The task: When you reach the line that contains "rough mask: <svg" in the entries below, begin returning lines exactly as written and continue through the last one.
(Source material begins)
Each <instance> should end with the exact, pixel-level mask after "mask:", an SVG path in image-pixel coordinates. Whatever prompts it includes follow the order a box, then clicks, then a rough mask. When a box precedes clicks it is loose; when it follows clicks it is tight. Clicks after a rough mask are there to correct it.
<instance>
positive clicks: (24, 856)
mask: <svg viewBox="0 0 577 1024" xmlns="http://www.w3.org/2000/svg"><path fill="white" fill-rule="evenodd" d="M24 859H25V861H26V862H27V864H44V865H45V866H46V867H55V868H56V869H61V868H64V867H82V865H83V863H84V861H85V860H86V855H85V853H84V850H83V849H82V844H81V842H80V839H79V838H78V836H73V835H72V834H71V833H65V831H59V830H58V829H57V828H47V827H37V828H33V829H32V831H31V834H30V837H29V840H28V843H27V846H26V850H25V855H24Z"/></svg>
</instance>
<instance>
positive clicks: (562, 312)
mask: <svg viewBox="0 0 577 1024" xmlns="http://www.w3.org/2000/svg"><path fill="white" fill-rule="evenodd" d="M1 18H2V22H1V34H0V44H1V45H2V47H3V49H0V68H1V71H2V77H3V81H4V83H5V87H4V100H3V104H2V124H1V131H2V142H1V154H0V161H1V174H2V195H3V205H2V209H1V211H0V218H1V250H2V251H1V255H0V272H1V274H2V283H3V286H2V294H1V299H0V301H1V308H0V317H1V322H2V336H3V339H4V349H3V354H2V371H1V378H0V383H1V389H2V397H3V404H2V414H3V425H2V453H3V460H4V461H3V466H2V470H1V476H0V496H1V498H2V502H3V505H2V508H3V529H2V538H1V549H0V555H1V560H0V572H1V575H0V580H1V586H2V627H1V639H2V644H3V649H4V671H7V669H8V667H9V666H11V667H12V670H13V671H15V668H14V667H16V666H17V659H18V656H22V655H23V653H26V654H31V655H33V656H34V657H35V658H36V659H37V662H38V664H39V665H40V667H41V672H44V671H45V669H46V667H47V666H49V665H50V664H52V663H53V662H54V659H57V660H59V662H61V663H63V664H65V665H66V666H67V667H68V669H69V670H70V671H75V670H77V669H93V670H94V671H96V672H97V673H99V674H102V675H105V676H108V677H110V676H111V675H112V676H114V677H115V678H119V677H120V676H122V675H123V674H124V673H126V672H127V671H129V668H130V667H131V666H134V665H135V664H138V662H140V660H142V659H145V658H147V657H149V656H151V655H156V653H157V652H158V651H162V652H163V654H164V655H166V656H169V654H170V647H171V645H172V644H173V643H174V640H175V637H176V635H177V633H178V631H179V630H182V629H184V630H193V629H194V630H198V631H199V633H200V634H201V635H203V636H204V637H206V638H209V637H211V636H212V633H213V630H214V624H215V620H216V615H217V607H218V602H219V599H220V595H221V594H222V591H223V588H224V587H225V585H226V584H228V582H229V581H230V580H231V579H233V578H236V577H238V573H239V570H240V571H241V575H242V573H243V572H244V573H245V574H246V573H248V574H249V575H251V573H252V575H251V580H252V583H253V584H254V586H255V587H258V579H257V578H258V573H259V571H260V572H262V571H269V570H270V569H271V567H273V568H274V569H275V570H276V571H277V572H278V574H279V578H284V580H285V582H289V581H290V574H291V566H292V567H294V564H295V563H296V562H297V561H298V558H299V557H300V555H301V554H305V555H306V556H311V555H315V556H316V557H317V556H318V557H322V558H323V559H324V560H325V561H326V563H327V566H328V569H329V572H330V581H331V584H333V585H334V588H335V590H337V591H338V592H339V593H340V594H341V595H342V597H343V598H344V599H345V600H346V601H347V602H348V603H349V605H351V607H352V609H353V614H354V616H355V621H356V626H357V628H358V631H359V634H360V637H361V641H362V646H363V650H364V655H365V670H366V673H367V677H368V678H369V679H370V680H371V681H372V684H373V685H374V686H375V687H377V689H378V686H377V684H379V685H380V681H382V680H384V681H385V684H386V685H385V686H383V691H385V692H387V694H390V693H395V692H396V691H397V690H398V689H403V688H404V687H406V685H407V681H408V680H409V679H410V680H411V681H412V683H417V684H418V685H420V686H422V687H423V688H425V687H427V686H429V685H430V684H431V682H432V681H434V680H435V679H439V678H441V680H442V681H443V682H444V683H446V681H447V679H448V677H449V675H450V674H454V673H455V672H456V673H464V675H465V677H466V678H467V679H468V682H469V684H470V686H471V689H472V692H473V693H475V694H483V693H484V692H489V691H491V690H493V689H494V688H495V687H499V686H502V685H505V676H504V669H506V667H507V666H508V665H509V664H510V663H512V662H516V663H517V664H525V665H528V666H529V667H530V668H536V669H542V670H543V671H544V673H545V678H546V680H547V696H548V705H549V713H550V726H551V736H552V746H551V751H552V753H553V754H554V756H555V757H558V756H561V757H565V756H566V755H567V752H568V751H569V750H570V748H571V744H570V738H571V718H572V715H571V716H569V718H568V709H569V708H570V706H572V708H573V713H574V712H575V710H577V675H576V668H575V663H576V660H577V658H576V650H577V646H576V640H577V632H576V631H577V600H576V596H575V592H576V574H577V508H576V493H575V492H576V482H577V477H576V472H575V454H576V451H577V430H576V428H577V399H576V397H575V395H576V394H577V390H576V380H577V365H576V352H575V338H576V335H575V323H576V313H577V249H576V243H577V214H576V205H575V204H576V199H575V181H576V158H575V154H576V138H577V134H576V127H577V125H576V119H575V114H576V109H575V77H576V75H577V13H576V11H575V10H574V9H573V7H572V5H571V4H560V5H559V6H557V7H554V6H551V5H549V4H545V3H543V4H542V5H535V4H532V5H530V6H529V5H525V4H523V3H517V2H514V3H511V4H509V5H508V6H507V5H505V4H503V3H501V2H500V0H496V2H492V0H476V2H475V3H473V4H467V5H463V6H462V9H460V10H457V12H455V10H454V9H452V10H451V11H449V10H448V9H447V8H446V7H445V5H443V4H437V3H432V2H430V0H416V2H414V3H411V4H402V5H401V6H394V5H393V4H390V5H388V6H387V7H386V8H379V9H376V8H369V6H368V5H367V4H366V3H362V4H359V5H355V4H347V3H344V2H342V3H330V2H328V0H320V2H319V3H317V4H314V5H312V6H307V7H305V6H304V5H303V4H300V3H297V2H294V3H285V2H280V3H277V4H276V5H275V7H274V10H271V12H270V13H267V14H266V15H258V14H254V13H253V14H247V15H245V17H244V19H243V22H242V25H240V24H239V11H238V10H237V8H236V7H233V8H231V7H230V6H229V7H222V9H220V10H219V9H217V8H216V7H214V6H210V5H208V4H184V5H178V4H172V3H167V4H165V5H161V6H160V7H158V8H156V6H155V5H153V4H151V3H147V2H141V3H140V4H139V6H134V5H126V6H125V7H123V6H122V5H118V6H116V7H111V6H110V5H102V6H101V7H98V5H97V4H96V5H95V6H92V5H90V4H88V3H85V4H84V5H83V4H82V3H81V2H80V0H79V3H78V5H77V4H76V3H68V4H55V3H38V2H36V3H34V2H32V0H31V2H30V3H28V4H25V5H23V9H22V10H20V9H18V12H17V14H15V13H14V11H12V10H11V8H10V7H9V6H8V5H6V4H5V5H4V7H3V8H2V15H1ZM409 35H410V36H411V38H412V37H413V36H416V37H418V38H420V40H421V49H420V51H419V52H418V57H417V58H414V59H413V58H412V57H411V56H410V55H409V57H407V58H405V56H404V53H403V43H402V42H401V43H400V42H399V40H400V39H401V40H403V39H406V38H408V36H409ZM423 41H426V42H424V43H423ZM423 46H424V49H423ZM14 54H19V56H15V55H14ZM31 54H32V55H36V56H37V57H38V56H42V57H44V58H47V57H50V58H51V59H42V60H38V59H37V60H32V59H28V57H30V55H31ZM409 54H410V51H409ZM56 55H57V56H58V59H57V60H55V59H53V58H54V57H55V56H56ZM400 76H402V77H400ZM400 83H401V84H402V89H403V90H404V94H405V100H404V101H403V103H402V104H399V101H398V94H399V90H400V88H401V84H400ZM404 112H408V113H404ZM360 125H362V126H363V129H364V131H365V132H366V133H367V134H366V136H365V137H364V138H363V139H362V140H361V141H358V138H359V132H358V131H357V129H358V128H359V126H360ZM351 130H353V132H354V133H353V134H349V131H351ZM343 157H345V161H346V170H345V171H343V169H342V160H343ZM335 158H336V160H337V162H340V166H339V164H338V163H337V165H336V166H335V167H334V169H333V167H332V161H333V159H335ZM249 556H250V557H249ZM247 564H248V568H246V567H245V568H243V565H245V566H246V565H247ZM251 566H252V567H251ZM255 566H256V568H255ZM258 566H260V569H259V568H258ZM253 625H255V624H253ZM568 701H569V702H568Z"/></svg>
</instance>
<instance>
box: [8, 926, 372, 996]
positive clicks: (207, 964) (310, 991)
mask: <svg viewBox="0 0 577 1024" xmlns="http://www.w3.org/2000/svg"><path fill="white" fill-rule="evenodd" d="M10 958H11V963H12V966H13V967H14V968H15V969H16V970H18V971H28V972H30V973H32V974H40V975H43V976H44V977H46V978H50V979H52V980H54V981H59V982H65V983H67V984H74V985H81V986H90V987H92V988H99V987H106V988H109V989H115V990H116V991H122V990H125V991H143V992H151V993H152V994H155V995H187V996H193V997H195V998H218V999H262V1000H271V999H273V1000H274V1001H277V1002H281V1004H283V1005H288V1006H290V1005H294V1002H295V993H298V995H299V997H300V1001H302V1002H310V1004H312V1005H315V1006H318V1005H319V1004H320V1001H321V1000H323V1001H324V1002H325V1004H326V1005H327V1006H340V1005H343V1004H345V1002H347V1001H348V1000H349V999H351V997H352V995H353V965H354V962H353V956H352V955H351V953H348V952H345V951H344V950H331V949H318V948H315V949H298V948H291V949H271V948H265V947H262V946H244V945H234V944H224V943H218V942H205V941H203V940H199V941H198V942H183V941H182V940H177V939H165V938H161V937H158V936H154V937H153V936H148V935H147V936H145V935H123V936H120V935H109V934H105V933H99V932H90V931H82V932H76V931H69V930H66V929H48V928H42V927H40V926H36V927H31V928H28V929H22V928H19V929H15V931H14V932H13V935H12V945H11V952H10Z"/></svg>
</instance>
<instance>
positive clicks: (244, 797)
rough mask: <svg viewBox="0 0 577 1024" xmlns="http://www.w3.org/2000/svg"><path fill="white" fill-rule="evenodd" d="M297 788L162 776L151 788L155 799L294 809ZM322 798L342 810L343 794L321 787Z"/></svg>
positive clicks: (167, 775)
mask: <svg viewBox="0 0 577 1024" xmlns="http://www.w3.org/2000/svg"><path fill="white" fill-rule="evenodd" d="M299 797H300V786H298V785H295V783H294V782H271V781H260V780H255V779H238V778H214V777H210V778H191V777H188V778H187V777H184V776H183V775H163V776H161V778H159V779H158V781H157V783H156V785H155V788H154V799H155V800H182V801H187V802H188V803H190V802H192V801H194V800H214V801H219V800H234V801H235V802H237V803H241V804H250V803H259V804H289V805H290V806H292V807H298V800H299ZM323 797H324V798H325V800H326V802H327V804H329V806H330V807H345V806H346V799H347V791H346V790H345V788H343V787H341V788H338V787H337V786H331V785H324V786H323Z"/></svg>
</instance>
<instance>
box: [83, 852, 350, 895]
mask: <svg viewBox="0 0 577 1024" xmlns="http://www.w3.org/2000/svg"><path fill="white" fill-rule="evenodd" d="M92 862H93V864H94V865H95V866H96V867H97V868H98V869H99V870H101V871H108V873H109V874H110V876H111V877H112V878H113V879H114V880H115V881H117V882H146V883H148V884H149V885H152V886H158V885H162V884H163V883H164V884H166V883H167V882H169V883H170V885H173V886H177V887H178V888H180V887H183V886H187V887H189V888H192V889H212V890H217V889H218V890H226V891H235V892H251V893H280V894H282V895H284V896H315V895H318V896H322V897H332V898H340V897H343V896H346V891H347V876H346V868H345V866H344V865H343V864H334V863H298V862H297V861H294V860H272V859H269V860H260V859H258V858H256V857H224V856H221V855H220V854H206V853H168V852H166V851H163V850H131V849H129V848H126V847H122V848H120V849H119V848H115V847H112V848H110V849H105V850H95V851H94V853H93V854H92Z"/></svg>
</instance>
(Source material ends)
Reply:
rough mask: <svg viewBox="0 0 577 1024" xmlns="http://www.w3.org/2000/svg"><path fill="white" fill-rule="evenodd" d="M297 788L162 776L151 788L155 799L294 809ZM322 798L342 810L343 794L321 787Z"/></svg>
positive clicks: (167, 775)
mask: <svg viewBox="0 0 577 1024" xmlns="http://www.w3.org/2000/svg"><path fill="white" fill-rule="evenodd" d="M299 797H300V786H298V785H295V783H294V782H271V781H260V780H255V779H238V778H214V777H210V778H191V777H188V778H187V777H184V776H183V775H163V776H161V778H159V779H158V781H157V783H156V785H155V788H154V799H155V800H182V801H187V802H188V803H190V802H192V801H194V800H214V801H219V800H234V801H235V802H237V803H241V804H250V803H259V804H289V805H290V806H292V807H298V800H299ZM323 797H324V798H325V800H326V802H327V804H329V806H330V807H345V806H346V799H347V791H346V790H345V788H343V787H341V788H338V787H337V786H331V785H324V786H323Z"/></svg>
</instance>
<instance>
box: [83, 852, 350, 895]
mask: <svg viewBox="0 0 577 1024" xmlns="http://www.w3.org/2000/svg"><path fill="white" fill-rule="evenodd" d="M92 862H93V864H94V865H95V866H96V867H97V868H98V869H99V870H101V871H108V873H109V874H110V876H111V877H112V878H113V879H114V880H115V881H117V882H146V883H148V884H149V885H152V886H158V885H162V884H163V883H164V884H166V883H167V882H169V883H170V885H173V886H177V887H178V888H180V887H183V886H187V887H189V888H192V889H212V890H217V889H218V890H226V891H235V892H251V893H280V894H282V895H284V896H315V895H318V896H322V897H332V898H340V897H343V896H346V891H347V876H346V868H345V866H344V865H343V864H334V863H298V862H297V861H294V860H272V859H269V860H260V859H258V858H256V857H224V856H221V855H220V854H206V853H168V852H166V851H163V850H131V849H129V848H126V847H122V848H120V849H119V848H115V847H112V848H110V849H105V850H95V851H94V853H93V854H92Z"/></svg>
</instance>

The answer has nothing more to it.